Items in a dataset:
◇ ◇ ◇ ◇

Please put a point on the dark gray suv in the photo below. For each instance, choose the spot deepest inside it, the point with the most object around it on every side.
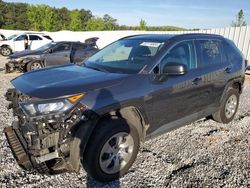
(134, 89)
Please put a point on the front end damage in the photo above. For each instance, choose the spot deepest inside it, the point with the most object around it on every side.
(50, 144)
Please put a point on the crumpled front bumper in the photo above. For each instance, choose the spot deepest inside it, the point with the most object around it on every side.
(11, 66)
(18, 147)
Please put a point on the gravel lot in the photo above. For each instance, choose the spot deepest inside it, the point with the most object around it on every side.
(202, 154)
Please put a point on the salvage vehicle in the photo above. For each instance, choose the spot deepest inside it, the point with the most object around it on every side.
(51, 54)
(136, 88)
(16, 42)
(2, 37)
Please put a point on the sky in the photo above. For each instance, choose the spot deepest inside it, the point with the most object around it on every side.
(182, 13)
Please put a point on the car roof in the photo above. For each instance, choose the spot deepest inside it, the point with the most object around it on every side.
(165, 37)
(77, 42)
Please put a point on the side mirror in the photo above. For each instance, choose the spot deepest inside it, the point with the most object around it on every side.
(175, 69)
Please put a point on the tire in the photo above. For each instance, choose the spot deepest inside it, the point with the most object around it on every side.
(101, 153)
(34, 65)
(228, 107)
(6, 51)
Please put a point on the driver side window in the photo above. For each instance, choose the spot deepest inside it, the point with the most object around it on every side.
(21, 37)
(182, 53)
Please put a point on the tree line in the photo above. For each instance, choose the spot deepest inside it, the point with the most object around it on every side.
(23, 16)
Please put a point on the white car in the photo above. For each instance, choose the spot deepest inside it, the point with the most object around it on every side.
(16, 43)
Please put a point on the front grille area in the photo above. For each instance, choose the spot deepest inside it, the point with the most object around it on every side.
(41, 144)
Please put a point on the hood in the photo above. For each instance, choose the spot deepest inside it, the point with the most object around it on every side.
(64, 80)
(25, 53)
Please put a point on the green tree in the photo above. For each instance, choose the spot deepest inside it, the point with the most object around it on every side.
(240, 20)
(75, 21)
(62, 19)
(47, 15)
(85, 16)
(95, 24)
(110, 23)
(143, 25)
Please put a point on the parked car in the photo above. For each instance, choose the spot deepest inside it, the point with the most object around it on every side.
(51, 54)
(132, 90)
(20, 42)
(2, 37)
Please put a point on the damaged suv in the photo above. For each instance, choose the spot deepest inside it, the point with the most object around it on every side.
(136, 88)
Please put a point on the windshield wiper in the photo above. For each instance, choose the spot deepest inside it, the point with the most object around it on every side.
(95, 68)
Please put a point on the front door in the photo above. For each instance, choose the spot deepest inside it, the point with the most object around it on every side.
(178, 96)
(59, 55)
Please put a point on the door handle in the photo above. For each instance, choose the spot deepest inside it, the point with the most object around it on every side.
(228, 70)
(196, 81)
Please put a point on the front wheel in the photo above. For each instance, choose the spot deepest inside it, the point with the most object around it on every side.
(228, 108)
(6, 51)
(112, 150)
(34, 65)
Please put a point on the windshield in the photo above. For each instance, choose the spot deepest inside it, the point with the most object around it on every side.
(125, 56)
(46, 46)
(11, 37)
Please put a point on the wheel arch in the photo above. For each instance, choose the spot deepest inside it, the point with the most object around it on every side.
(83, 133)
(236, 84)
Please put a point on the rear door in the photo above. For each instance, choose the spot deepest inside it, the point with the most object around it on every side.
(59, 55)
(215, 68)
(178, 96)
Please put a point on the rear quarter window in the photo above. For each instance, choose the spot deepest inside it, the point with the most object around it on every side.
(232, 52)
(47, 37)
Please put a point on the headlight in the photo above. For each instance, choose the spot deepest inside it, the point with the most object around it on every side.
(51, 106)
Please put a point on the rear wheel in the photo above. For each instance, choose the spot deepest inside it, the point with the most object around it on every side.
(112, 150)
(6, 51)
(34, 65)
(228, 108)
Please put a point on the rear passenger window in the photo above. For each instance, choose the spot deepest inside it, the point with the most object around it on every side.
(211, 52)
(233, 54)
(35, 37)
(79, 46)
(62, 47)
(182, 53)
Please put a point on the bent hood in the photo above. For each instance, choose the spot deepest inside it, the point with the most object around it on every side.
(64, 80)
(25, 53)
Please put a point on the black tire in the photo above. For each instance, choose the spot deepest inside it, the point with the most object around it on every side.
(34, 65)
(223, 115)
(5, 51)
(105, 131)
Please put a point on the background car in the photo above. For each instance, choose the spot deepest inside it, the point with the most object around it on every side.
(2, 37)
(51, 54)
(16, 42)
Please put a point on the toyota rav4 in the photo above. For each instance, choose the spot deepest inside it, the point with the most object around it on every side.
(96, 115)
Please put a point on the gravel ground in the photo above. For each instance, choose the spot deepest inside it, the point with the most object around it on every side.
(202, 154)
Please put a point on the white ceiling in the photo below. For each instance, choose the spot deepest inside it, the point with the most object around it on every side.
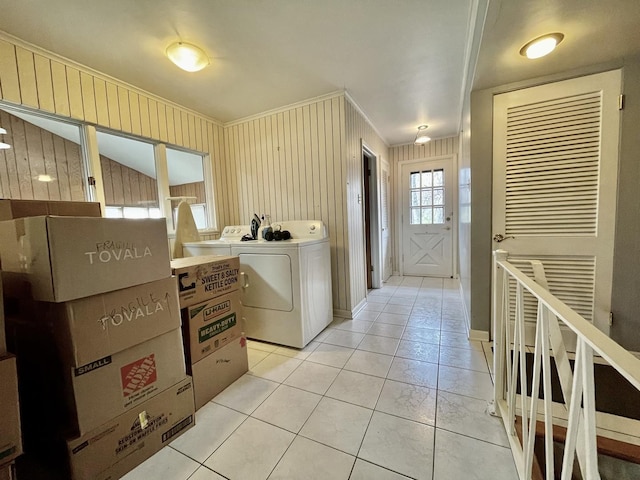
(402, 61)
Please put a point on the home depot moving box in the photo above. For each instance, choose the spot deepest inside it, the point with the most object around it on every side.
(210, 325)
(10, 209)
(3, 338)
(204, 277)
(65, 258)
(10, 437)
(91, 328)
(119, 445)
(76, 399)
(217, 371)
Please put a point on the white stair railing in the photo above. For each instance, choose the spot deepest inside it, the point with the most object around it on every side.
(510, 373)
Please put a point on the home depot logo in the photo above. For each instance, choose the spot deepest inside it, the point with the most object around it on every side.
(138, 375)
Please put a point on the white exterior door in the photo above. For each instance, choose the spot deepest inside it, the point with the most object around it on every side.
(554, 186)
(427, 211)
(385, 231)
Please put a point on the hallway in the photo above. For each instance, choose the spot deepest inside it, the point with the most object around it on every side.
(397, 392)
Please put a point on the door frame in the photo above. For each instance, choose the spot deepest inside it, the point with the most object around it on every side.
(453, 163)
(374, 214)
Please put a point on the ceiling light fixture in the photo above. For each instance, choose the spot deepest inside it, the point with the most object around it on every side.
(3, 146)
(187, 56)
(421, 136)
(541, 46)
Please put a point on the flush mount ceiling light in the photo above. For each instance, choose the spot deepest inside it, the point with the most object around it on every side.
(187, 56)
(421, 136)
(3, 146)
(541, 46)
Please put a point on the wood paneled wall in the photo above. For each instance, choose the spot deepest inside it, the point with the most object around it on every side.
(195, 189)
(38, 79)
(36, 152)
(124, 186)
(358, 130)
(290, 165)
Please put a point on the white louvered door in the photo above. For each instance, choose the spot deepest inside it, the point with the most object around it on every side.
(554, 186)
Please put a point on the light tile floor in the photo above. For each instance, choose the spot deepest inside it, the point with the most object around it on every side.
(397, 392)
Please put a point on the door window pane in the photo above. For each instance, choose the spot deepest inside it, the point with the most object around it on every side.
(426, 216)
(44, 159)
(426, 198)
(438, 178)
(415, 216)
(426, 179)
(129, 175)
(438, 196)
(415, 180)
(426, 190)
(438, 215)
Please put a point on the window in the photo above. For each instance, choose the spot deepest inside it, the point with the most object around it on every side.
(426, 197)
(129, 177)
(186, 182)
(44, 161)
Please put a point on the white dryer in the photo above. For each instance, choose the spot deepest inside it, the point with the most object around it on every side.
(287, 295)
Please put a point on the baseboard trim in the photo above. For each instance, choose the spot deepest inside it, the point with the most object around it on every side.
(479, 335)
(341, 313)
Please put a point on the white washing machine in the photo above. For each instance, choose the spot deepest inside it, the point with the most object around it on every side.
(287, 295)
(222, 246)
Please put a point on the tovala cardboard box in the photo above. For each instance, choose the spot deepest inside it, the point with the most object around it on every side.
(91, 328)
(65, 258)
(214, 373)
(211, 325)
(10, 209)
(10, 436)
(122, 443)
(204, 277)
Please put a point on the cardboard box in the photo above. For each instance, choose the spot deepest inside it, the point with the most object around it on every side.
(10, 209)
(211, 325)
(65, 258)
(10, 436)
(91, 328)
(118, 446)
(6, 472)
(217, 371)
(3, 336)
(205, 277)
(76, 399)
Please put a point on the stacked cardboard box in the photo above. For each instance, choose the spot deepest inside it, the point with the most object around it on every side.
(10, 435)
(98, 340)
(212, 322)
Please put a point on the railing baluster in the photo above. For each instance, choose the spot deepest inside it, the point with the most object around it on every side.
(590, 469)
(573, 430)
(548, 398)
(535, 388)
(577, 387)
(523, 360)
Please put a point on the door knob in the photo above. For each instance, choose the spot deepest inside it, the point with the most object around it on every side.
(498, 237)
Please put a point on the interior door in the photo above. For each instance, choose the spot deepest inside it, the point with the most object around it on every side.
(385, 238)
(427, 235)
(554, 186)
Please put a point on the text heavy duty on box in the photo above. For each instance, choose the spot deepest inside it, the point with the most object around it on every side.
(65, 258)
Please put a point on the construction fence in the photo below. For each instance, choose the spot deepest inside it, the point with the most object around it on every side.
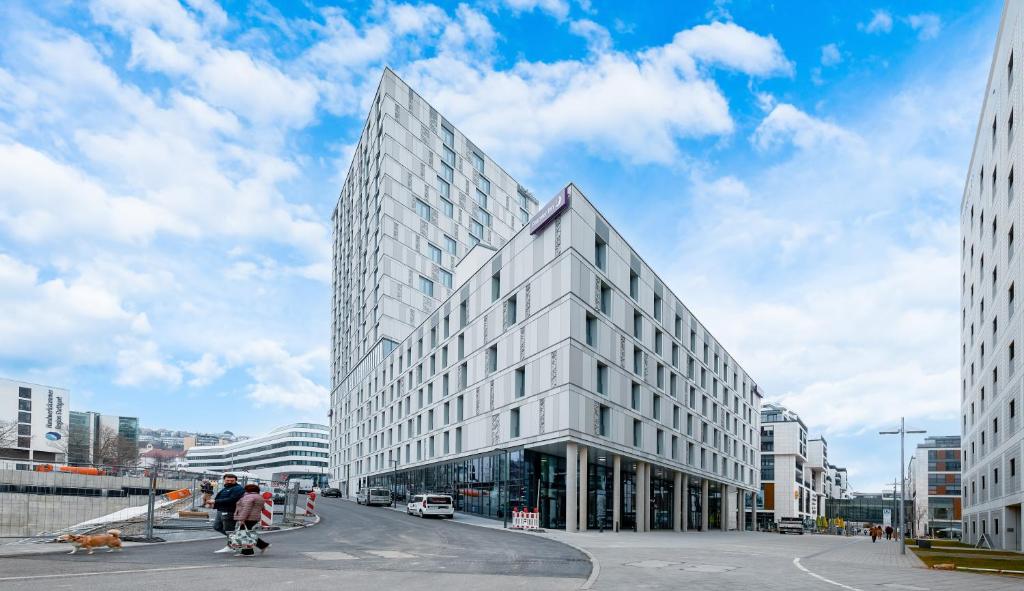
(44, 501)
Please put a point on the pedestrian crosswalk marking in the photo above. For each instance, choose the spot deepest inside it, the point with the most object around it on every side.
(330, 556)
(390, 554)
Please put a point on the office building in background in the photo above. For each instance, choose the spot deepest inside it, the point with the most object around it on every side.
(991, 326)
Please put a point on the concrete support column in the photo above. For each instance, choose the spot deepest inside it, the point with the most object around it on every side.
(641, 508)
(677, 502)
(739, 510)
(584, 482)
(723, 508)
(646, 496)
(571, 453)
(704, 505)
(616, 491)
(685, 505)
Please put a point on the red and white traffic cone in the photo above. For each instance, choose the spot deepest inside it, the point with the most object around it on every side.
(266, 516)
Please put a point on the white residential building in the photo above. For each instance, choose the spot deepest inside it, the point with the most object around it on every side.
(541, 364)
(990, 383)
(935, 488)
(785, 475)
(34, 422)
(295, 451)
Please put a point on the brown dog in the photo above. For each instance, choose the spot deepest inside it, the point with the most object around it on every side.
(112, 539)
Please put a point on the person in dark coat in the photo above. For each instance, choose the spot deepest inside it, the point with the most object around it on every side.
(224, 502)
(248, 511)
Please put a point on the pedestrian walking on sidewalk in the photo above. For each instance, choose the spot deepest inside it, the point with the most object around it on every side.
(224, 503)
(248, 512)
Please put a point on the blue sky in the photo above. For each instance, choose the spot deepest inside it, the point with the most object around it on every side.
(168, 171)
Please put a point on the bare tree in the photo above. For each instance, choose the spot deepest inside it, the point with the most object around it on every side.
(116, 450)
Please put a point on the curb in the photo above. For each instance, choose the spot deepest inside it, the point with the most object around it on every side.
(42, 552)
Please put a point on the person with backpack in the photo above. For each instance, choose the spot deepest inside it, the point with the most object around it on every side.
(224, 503)
(247, 514)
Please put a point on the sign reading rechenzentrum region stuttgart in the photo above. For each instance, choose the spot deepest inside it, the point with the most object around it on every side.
(550, 211)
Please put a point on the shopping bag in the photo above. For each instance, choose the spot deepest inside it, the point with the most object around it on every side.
(243, 538)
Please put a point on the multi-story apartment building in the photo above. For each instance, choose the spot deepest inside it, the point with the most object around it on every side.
(819, 477)
(990, 384)
(935, 488)
(418, 196)
(785, 476)
(94, 438)
(512, 357)
(33, 423)
(295, 451)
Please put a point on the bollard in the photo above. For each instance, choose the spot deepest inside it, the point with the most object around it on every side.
(266, 515)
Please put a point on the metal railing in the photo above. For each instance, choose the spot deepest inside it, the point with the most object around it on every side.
(40, 501)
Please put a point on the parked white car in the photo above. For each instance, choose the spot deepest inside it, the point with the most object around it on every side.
(424, 505)
(371, 497)
(791, 525)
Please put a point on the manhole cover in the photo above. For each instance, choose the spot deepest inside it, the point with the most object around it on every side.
(651, 564)
(708, 568)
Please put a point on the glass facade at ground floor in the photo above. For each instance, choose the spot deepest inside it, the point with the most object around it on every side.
(493, 484)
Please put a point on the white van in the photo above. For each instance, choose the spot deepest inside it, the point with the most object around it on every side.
(424, 505)
(373, 496)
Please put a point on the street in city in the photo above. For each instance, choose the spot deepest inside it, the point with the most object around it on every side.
(381, 548)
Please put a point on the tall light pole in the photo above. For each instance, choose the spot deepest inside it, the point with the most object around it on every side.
(901, 533)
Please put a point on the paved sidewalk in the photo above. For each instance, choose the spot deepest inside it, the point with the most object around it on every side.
(717, 560)
(29, 548)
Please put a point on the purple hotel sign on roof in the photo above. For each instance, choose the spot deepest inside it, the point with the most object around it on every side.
(550, 211)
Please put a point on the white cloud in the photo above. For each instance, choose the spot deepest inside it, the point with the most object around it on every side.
(785, 123)
(205, 370)
(280, 378)
(830, 54)
(141, 363)
(634, 107)
(598, 38)
(730, 46)
(557, 8)
(58, 322)
(882, 22)
(927, 25)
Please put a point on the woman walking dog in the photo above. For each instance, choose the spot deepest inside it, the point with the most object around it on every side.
(247, 514)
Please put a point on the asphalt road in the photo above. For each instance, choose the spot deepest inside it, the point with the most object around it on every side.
(353, 548)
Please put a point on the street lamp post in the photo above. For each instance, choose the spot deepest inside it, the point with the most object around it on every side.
(394, 481)
(902, 476)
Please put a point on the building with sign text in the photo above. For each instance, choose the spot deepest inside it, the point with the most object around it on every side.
(34, 423)
(554, 370)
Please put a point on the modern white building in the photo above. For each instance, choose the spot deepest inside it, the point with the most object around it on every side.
(990, 327)
(295, 451)
(934, 486)
(785, 475)
(34, 422)
(519, 357)
(817, 472)
(88, 432)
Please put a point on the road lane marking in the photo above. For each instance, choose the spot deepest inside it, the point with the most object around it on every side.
(66, 575)
(390, 554)
(331, 556)
(820, 578)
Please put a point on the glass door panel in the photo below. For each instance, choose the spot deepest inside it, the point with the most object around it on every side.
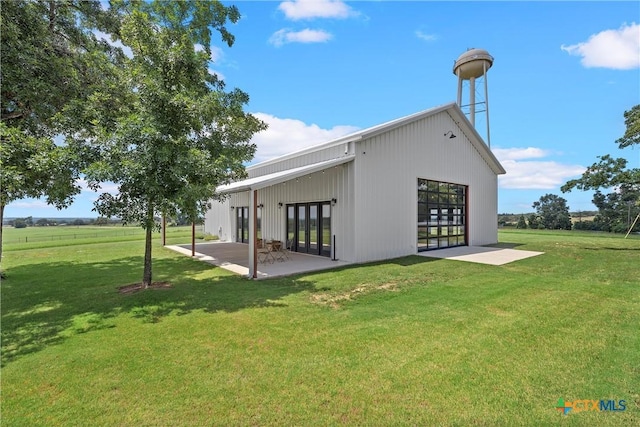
(302, 229)
(313, 229)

◇ ◇ ◇ ◇

Retype the part of the items that opens with the line containing "Please put a point on the woman" and closes with the final line of the items, including both ends. Omit the pictures.

● **Written response**:
Please put a point on the woman walking dog in the photo above. For each instance, choose the spot deepest inside it, the point with the most object around it on every side.
(247, 514)
Please put a point on the asphalt road in the photo above. For each instance, choose the spot deepest inside it, the point with the most object around it on every side.
(353, 548)
Please put a point on the street lamp post in the photo above. For each instance, choose the spot deepest inside it, the point with the most object around it on every side.
(394, 481)
(902, 476)
Please put a point on the building with sign text in the photo above. For each instance, choose the spot deepest inside it, the point with the most object around it on every side.
(34, 423)
(554, 370)
Please put a point on the modern white building in the photo above. For each instance, choose the spot deepest inside it, the point with the most object around it on every side.
(990, 327)
(295, 451)
(934, 486)
(785, 475)
(34, 422)
(519, 357)
(817, 472)
(88, 432)
Please put a point on the road lane marking in the photo above. For each instance, choose the spot deepest inside it, the point with the most object around it on every side.
(66, 575)
(390, 554)
(331, 556)
(820, 578)
Please put a point on the glass door panel in the photo below. For each instance, choose the spot deepest inside it, the point with the most object around it on every side.
(302, 229)
(313, 229)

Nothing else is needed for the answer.